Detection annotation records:

Start

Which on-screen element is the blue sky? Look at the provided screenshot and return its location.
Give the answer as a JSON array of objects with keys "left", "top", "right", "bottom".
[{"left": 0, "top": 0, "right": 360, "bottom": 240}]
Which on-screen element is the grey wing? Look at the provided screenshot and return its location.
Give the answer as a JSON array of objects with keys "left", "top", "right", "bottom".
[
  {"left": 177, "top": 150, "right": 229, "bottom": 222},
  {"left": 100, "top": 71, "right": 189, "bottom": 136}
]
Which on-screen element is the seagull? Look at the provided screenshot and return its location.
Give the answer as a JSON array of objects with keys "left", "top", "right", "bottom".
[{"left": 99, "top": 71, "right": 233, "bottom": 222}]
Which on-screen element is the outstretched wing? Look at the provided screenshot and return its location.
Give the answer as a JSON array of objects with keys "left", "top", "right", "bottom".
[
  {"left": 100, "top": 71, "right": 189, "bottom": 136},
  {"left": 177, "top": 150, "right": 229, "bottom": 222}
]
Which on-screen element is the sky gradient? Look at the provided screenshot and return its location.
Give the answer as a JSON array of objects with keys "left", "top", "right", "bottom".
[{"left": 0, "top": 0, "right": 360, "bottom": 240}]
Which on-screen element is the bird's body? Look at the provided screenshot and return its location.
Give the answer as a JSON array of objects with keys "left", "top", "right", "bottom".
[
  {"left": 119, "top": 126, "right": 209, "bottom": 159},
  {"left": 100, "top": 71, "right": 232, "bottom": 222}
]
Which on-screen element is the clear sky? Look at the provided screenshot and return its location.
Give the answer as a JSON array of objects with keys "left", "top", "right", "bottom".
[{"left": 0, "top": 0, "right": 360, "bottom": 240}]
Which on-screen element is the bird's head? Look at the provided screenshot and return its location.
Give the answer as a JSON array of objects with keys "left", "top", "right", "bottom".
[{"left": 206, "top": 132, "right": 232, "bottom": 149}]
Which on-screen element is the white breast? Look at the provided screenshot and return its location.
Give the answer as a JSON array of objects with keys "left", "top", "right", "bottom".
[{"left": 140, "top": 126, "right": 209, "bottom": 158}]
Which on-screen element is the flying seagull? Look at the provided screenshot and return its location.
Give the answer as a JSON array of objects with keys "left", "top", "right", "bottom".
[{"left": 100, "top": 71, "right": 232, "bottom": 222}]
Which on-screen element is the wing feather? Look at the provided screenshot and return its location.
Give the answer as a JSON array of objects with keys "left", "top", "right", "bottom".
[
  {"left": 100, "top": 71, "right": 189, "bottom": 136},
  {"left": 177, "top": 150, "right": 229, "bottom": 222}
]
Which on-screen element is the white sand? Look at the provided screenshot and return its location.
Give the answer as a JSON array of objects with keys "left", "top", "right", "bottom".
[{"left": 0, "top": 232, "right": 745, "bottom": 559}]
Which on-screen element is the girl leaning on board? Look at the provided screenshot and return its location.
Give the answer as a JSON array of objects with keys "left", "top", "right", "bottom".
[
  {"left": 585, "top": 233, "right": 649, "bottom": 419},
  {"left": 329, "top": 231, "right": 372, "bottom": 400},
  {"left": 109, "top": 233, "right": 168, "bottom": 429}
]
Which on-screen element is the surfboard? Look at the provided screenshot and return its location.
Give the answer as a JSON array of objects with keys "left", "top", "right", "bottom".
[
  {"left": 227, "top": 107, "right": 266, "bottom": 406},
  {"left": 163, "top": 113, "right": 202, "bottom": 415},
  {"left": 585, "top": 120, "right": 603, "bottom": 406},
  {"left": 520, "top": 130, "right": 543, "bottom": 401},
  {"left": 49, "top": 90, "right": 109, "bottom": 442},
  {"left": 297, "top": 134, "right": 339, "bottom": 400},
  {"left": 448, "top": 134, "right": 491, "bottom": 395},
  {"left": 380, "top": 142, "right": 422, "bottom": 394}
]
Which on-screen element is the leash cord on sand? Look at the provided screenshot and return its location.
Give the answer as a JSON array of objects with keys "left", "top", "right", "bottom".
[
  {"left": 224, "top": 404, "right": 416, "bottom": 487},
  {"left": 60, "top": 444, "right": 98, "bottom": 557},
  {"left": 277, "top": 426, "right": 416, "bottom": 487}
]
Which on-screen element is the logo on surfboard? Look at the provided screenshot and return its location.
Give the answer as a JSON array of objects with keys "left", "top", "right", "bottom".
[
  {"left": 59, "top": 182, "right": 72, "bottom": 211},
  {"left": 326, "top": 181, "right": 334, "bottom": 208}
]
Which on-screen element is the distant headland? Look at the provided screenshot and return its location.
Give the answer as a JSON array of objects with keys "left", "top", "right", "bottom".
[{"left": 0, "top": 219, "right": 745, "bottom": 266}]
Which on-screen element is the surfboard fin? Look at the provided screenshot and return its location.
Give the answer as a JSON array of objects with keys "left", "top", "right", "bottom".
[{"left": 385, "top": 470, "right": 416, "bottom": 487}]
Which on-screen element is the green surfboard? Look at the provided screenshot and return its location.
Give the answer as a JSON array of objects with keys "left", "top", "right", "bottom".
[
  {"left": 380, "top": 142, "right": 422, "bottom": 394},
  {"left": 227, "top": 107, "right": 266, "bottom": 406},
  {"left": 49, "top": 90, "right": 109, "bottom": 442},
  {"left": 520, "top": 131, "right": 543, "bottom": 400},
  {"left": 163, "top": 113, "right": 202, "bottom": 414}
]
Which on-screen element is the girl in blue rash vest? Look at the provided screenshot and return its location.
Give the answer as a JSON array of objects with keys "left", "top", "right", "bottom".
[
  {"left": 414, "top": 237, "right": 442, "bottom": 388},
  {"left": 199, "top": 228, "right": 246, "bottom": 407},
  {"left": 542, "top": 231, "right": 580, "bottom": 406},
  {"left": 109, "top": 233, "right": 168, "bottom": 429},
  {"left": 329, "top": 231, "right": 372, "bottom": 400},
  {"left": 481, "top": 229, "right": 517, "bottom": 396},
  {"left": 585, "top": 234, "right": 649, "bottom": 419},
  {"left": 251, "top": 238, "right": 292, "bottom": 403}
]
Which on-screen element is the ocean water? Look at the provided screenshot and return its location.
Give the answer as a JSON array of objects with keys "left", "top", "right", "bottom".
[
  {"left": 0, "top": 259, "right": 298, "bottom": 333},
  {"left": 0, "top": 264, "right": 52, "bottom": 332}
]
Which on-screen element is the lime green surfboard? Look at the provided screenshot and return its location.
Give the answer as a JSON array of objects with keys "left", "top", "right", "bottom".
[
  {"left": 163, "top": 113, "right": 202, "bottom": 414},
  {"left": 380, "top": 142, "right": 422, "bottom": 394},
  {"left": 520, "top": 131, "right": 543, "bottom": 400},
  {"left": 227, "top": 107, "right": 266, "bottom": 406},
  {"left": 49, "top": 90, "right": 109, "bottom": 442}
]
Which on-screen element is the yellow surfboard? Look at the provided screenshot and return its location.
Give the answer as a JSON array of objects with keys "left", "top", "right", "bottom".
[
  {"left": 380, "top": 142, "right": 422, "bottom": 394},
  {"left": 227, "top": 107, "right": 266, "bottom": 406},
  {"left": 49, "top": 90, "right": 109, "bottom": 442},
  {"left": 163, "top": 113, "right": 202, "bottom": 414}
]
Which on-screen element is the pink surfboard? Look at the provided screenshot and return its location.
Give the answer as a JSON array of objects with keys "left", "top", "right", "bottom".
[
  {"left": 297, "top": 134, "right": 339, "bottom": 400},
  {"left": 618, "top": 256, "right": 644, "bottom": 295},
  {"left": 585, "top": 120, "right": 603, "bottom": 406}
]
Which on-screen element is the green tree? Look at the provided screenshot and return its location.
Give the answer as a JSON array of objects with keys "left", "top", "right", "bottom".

End

● **What is asked**
Gather every line of the material above that contains the string "bird", and list those lines unchanged.

● **Correct output**
Which on-screen element is the bird's body? Look at the provided screenshot and return its location.
Which on-screen element is the bird's head? Look at the provided screenshot and return its location.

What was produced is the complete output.